Problem description
Search the material for "position" and copy each line in which it is found.

Records
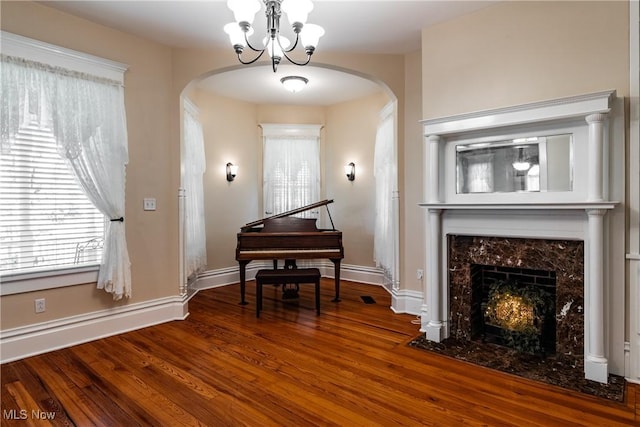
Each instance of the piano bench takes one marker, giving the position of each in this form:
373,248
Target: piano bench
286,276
...
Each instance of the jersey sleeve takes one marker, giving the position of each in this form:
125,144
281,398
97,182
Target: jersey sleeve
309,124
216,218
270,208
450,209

Task response
Each instance of the piano bench takes one marker, giving the position of each in this form:
Each instance of the jersey sleeve takes one marker, giving the position of each in this form:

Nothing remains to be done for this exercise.